** EXERCISE DETAILS **
Can you repeat the records below word for word, omitting the pictures?

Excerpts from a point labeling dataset
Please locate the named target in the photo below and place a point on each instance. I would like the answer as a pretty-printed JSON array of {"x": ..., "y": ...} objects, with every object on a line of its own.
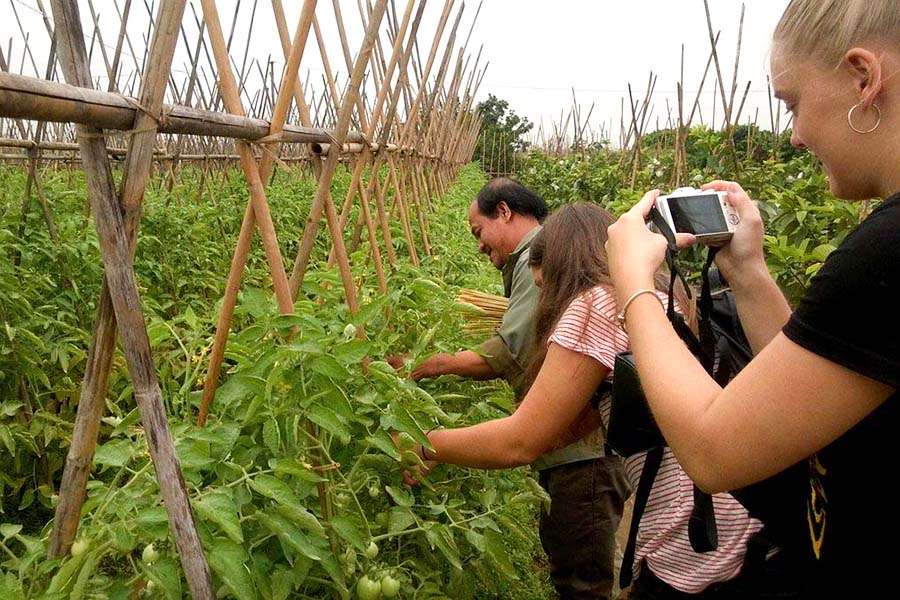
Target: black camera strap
[
  {"x": 641, "y": 495},
  {"x": 702, "y": 529}
]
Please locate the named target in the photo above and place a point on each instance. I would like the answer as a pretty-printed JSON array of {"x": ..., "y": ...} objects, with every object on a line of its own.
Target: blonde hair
[{"x": 826, "y": 29}]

** EXERCISE SOLUTION **
Please locate the named target in the photo below and place a point on each instance. I would like the answer as a pretty-printed JSON array of {"x": ..., "y": ...} objects, with every object on a line of its own.
Target: black camera strap
[
  {"x": 641, "y": 495},
  {"x": 702, "y": 529}
]
Please locate the named target in the photo above and place a point on each instance. I would like the answer as a pretty-printed JSON array of {"x": ..., "y": ...} objects, with every object on a line of its own.
Target: blonde hair
[{"x": 826, "y": 29}]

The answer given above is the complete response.